== AIM ==
Reproduce every line of the records below verbatim, leaving out the pictures.

[Stored data entries]

— begin —

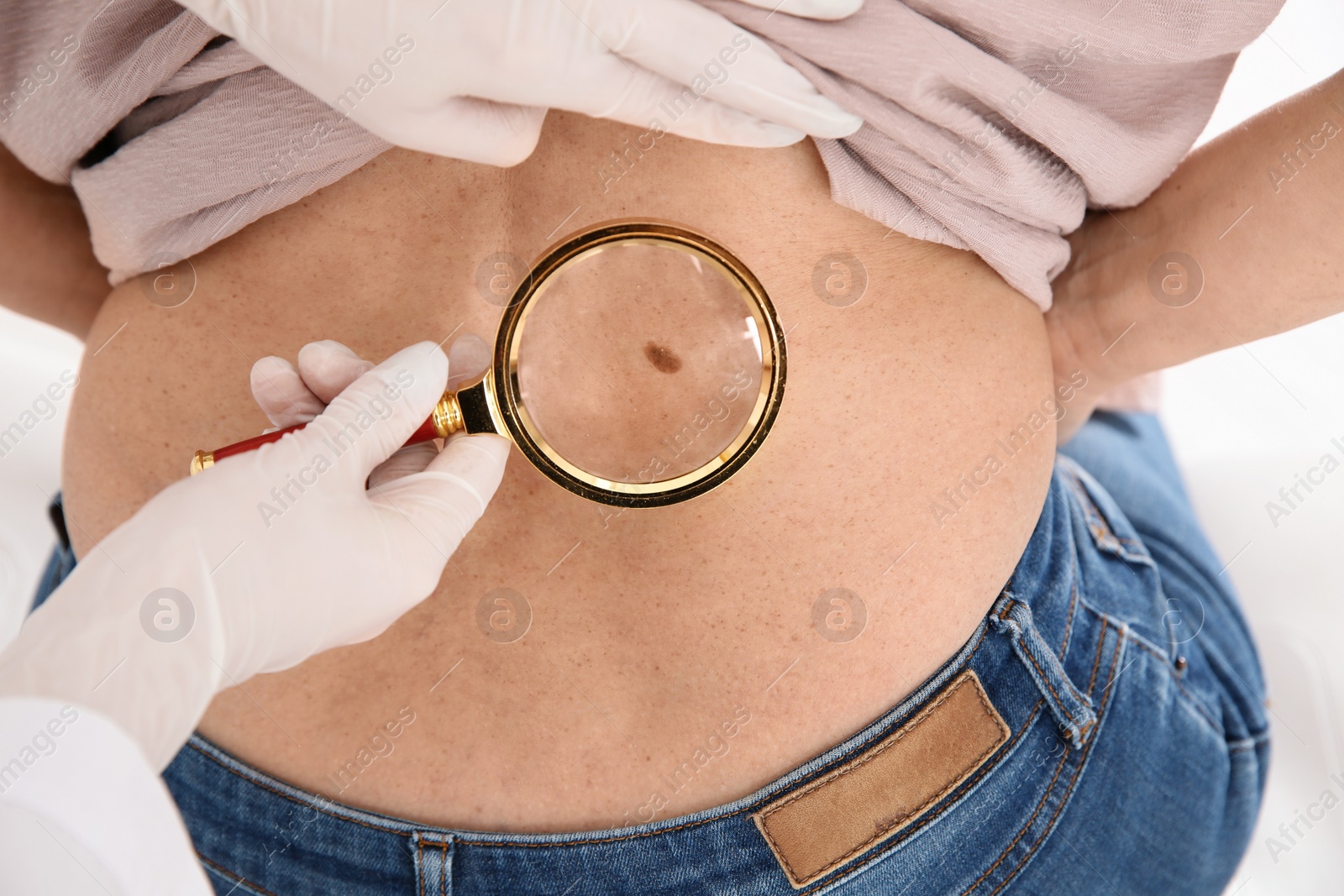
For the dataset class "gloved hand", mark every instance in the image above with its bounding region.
[179,0,863,166]
[251,333,491,488]
[0,343,509,768]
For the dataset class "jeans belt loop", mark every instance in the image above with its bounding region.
[412,831,453,896]
[990,591,1097,748]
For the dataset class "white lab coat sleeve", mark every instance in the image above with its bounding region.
[0,696,213,896]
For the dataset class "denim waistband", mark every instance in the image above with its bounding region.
[34,416,1268,896]
[157,469,1127,894]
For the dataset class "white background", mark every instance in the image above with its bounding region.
[0,0,1344,896]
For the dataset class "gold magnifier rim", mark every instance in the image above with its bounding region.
[486,220,788,508]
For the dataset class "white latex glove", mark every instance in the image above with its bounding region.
[0,343,509,768]
[179,0,863,165]
[251,333,491,488]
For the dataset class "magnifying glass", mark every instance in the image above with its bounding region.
[191,222,785,508]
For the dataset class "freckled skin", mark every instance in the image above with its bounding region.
[643,343,681,374]
[63,113,1053,831]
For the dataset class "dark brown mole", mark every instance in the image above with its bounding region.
[643,341,681,374]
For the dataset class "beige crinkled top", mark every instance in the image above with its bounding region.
[0,0,1282,309]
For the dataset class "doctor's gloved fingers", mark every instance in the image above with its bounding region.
[368,434,512,563]
[368,442,438,491]
[297,343,448,490]
[351,97,546,168]
[250,354,327,428]
[585,0,863,138]
[298,338,374,406]
[448,333,492,392]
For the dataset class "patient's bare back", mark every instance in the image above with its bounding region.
[63,113,1057,831]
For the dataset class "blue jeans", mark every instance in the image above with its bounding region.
[39,414,1268,896]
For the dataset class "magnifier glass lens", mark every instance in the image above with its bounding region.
[515,240,762,482]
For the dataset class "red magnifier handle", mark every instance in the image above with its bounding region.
[191,392,461,475]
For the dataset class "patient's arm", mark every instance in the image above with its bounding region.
[1046,63,1344,435]
[0,146,110,338]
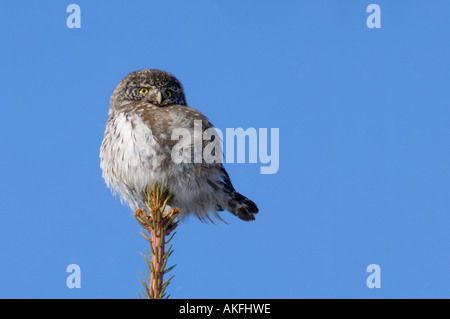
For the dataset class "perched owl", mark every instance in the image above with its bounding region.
[100,69,258,221]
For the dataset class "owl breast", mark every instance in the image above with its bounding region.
[100,111,167,209]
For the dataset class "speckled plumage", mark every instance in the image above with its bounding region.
[100,69,258,221]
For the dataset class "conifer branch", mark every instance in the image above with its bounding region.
[134,185,180,299]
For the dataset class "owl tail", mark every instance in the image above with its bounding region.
[227,192,258,221]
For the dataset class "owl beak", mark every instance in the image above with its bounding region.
[150,89,162,104]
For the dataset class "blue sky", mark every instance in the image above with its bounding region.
[0,0,450,298]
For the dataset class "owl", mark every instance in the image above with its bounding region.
[100,69,258,221]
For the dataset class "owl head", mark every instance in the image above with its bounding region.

— end —

== EXPECTED ANSWER ==
For the dataset class "gloved hand", mark every instance in the image above with its bounding region.
[179,0,863,166]
[251,333,491,488]
[0,343,509,768]
For the dataset class "jeans belt loop", mark every instance in the image above with its bounding region.
[412,831,453,896]
[990,591,1097,748]
For the dataset class "white lab coat sleeve", mark every instance in the image above with its bounding region.
[0,696,213,896]
For the dataset class "denim waistband", mark every instance in the image above with its bounding region.
[34,416,1268,896]
[157,469,1127,894]
For the dataset class "white background", mark every instance in the image above with its bounding region.
[0,0,1344,896]
For the dataset class "gold magnifier rim", mark every instance in the image above with its bounding region.
[486,220,788,508]
For the dataset class "white latex glove", mark every instance in the image above with its bounding region.
[0,343,509,768]
[179,0,863,165]
[251,333,491,488]
For the dataset class "magnifying glass", mark every instance in the image above with its bounding region.
[191,222,785,508]
For the dataset class "freckled skin", mark every instance in the image above with its bounding region.
[643,343,681,374]
[63,113,1053,831]
For the dataset class "dark brown mole", mark every instance in the image above with its bounding region.
[643,341,681,374]
For the dataset class "beige crinkled top", mark every instance in the image above with its bounding region.
[0,0,1282,309]
For the dataset class "doctor's gloved fingers", mark every instance in the image above with its bounding region.
[368,434,512,563]
[368,442,438,491]
[297,343,448,490]
[351,97,546,168]
[250,354,327,428]
[585,0,863,138]
[298,338,374,406]
[448,333,492,392]
For the dataset class "patient's bare back", mark every instance in the image above with its bounding region.
[63,113,1057,831]
For the dataset class "blue jeans", mark every instance in the image above with its bounding region.
[39,414,1268,896]
For the dataset class "magnifier glass lens", mark every instance in the image above with its bounding region.
[515,240,762,482]
For the dataset class "red magnifier handle", mark every instance in the image above with its bounding region.
[191,392,461,475]
For the dataset class "patient's arm", mark every instance in the image above with its bounding region.
[1046,63,1344,435]
[0,146,110,338]
For the dataset class "perched owl", mark every instance in the image above with its bounding region.
[100,69,258,221]
For the dataset class "owl breast", mark every instance in the image above with its bounding region.
[100,111,167,209]
For the dataset class "speckled plumage", mark every instance in the image above with its bounding region.
[100,69,258,221]
For the dataset class "conifer branch", mark every instance in the image above with its bounding region.
[134,185,180,299]
For the dataset class "owl tail", mark every instance in the image above with its bounding region.
[227,192,258,221]
For the dataset class "owl beak", mark every instance in the image above with its bounding region.
[150,89,162,104]
For the dataset class "blue sky", mark every instance in the image above with its bounding region.
[0,0,450,298]
For the dataset class "owl", mark every instance in the image above with its bounding region.
[100,69,258,221]
For the dataset class "owl head", mark every instance in the image above with its bounding region.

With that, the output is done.